Task to complete:
Every single entry that follows must be copied exactly.

Exercise data:

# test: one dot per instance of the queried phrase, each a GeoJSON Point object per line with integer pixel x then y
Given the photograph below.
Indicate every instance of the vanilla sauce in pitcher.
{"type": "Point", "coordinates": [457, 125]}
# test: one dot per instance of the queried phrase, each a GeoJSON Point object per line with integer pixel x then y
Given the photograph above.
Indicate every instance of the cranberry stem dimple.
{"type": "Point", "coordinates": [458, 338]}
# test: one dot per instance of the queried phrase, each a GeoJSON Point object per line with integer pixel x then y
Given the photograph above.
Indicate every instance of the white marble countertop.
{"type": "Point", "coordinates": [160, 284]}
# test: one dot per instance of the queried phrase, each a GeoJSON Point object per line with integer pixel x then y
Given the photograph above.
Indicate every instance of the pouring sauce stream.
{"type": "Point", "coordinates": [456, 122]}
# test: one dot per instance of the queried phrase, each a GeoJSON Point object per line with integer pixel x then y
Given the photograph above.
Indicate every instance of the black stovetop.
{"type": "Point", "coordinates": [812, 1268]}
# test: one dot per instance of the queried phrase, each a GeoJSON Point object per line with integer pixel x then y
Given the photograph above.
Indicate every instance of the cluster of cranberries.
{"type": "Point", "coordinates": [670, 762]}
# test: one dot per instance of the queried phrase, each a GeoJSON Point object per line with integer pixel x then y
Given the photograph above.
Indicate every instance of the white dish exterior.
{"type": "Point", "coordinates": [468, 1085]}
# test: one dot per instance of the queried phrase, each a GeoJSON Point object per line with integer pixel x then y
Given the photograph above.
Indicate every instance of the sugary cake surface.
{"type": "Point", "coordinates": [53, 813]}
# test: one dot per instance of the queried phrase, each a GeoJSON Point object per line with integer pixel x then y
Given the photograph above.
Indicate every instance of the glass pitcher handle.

Result for this task:
# test: one dot per instance of the queried phrase, each a GeoJSON Point object per line with integer pixel x then y
Given the photograph below.
Indicate every instance of the vanilla sauce in pitcher.
{"type": "Point", "coordinates": [457, 125]}
# test: one dot per instance of the queried phrase, each a GeoJSON Point object per line with integer pixel x then y
Given the photograph above.
Indicate every instance of the cranberry stem dimple.
{"type": "Point", "coordinates": [458, 338]}
# test: one dot per instance of the queried phrase, each a GeoJSON Point object per line with integer pixel x then y
Given the photograph above.
Indicate every instance of the white marble countertop.
{"type": "Point", "coordinates": [160, 284]}
# test: one dot per instance of the queried phrase, each a GeoJSON Point object per line with integer pixel x then y
Given the photograph above.
Indicate every instance of the pouring sauce stream.
{"type": "Point", "coordinates": [456, 122]}
# test: one dot per instance of the queried phrase, each a GeoJSON Point object per line with integer pixel x then y
Given the photograph above.
Indicate every instance of the black stovetop.
{"type": "Point", "coordinates": [812, 1268]}
# test: one dot per instance of the queried phrase, each a GeoJSON Point object per line with integer pixel x then y
Given the photograph above.
Indicate every instance of the cluster of cranberries.
{"type": "Point", "coordinates": [670, 762]}
# test: one dot per instance of the queried phrase, each a GeoJSON Point object per line with integer pixel x then y
Given the photograph above.
Indicate every instance of the white dish exterior.
{"type": "Point", "coordinates": [468, 1085]}
# test: one dot per instance of the queried phrase, each a GeoJSON Point object per line with integer pixel x then y
Given the photograph above.
Indicate every instance of the sugary cake surface.
{"type": "Point", "coordinates": [53, 813]}
# test: one dot per instance of the queried phrase, each a GeoJSON Point object per line with integer pixel x then y
Given the photograph above.
Indicate every instance of the glass pitcher handle.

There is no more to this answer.